Referring expression data
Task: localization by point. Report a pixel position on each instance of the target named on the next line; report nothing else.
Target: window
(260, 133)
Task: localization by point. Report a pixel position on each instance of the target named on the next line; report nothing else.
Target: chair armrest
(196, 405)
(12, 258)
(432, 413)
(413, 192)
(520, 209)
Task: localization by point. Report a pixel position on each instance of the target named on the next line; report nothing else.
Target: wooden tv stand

PROBLEM DETAILS: The lines from the one with "Target: window" through the final line of the data are to be reproduced exactly, both included, with no other lines.

RESULT:
Target: window
(260, 133)
Task: localization by point. Report a pixel position on each instance of the target named on the next line; report nothing else.
Target: chair armrest
(196, 405)
(12, 258)
(432, 413)
(413, 192)
(520, 209)
Task: localization by point. Report a pixel position on each instance of the target named on the next line; report nothing else.
Target: wooden tv stand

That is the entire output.